__WORK ITEM__.
According to the text on the Wilkie painting, in what year did the National Gallery of Ireland acquire it?

__TEXT__.
+-------+

Painting by David Wilkie

Napoleon and Pius VII at Fontainebleau is an 1836 history painting by the Scottish artist David Wilkie. It is held at the National Gallery of Ireland, in Dublin.

==History==
It depicts Napoleon, the emperor of France, meeting with Pope Pius VII at Fontainebleau Palace. Wilkie was inspired by a passage in Walter Scott's 1827 biography The Life of Napoleon Buonaparte.

Wilkie read Scott's book while in Geneva. He originally conceived the painting as showing the two arguing over the French emperor's desire to divorce his wife Joséphine in order to allow him to make a dynastic marriage with Marie Louise, the daughter of Emperor Francis I of Austria. When Pius refused to grant a divorce, Napoleon imprisoned him in France. As this confrontation had not involved a face-to-face meeting, Wilkie instead chose to portray the two men meeting in 1813 to negotiate the Concordat of Fontainebleau. He wanted his painting to show the contrasting world views of Napoleon and Pius, particularly the latter's moral dilemma in dealing with the perceived evil of the domineering French emperor.

It was exhibited at the Royal Academy's 1836 Summer Exhibition at Somerset House. It is now in the collection of the National Gallery of Ireland in Dublin, having been acquired in 1877. The painting cost £2,000 to purchase, representing a major acquisition for the Dublin gallery.

==Bibliography==
- Olson, Roberta. Ottocento: Romanticism and Revolution in 19th-century Italian Painting. Centro Di, 1992.
- Somerville-Large, Peter. 1854-2004: The Story of the National Gallery of Ireland. National Gallery of Ireland, 2004.
- Tromans, Nicholas. David Wilkie: The People's Painter. Edinburgh University Press, 2007.

+-------+

__EXTRACTED INFORMATION__.
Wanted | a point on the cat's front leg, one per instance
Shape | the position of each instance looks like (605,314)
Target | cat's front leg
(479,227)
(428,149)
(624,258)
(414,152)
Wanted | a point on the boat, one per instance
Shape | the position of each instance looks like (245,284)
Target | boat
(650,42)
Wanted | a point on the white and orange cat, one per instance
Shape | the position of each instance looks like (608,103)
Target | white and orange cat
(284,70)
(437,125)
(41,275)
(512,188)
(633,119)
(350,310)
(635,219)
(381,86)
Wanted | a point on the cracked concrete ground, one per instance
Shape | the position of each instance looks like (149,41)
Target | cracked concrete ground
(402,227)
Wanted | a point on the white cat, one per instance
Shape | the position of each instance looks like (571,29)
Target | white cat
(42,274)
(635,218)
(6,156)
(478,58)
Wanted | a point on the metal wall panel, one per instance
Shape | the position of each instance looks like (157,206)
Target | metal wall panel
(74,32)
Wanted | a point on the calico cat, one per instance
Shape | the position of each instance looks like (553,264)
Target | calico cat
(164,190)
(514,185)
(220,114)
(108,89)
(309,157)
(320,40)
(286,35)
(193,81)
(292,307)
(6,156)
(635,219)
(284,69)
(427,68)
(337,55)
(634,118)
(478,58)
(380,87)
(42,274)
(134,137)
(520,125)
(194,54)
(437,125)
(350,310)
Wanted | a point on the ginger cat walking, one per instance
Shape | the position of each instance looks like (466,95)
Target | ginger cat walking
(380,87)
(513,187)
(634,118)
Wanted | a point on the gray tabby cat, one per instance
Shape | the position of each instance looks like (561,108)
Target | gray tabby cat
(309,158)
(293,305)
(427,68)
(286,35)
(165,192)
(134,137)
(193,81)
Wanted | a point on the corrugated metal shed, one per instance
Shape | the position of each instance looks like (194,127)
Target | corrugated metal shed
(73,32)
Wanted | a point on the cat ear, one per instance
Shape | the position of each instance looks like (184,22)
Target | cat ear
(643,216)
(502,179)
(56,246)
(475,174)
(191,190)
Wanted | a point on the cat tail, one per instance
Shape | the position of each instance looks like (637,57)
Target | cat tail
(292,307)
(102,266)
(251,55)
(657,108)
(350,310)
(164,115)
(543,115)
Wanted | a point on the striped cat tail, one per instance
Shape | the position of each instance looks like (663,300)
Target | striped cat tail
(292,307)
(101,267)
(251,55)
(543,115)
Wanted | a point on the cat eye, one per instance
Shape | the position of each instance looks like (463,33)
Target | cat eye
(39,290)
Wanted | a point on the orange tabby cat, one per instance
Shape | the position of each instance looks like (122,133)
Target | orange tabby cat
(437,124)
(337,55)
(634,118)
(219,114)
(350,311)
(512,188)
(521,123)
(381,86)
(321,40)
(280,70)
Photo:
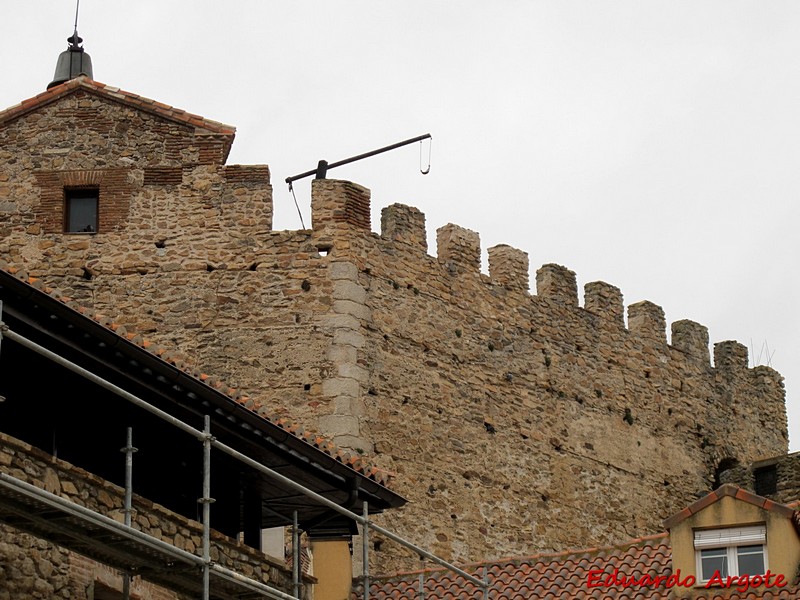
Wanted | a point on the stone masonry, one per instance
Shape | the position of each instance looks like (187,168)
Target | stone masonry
(36,569)
(515,422)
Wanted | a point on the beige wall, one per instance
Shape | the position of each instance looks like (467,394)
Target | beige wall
(783,545)
(332,569)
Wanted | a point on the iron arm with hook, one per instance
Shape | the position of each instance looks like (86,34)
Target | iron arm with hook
(322,167)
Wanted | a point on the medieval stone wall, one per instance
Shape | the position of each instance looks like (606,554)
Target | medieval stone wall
(515,421)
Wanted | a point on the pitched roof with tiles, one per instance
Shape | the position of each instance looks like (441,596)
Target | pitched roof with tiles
(117,95)
(733,491)
(357,463)
(640,569)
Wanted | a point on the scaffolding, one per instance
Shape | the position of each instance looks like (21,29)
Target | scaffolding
(31,508)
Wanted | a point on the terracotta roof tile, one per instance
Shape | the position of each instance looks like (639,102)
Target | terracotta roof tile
(561,575)
(729,489)
(357,463)
(134,100)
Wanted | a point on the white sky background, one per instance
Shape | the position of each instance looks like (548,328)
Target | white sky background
(653,145)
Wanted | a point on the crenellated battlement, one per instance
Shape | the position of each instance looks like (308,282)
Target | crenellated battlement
(459,252)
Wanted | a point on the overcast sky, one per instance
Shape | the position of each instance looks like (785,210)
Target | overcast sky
(653,145)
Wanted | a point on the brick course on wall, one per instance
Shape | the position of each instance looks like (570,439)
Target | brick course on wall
(516,422)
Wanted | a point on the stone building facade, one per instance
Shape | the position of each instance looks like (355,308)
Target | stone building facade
(514,421)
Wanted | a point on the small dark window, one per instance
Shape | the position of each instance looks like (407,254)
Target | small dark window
(766,480)
(80,210)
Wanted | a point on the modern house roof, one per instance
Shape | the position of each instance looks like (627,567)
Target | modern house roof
(638,569)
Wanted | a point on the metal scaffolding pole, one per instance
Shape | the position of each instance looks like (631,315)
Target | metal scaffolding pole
(206,500)
(128,450)
(295,555)
(365,548)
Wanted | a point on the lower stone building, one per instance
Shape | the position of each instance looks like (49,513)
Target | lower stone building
(125,475)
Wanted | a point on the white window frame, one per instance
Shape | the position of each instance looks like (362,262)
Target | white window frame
(729,538)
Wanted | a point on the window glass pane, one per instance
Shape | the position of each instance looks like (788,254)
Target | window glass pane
(714,559)
(751,560)
(81,210)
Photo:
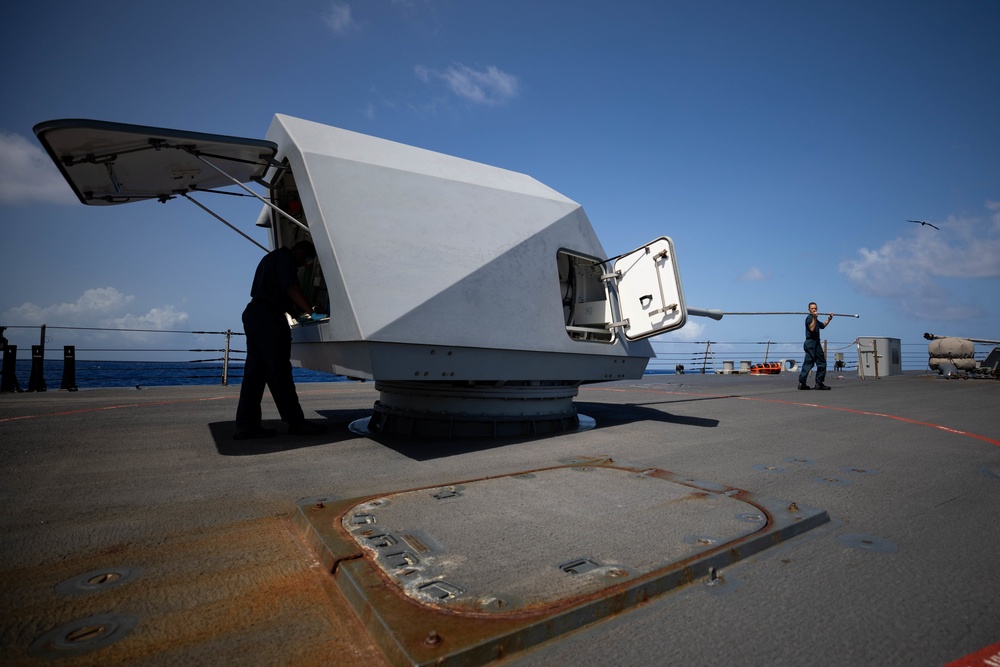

+-------+

__SOLUTION BELOW__.
1877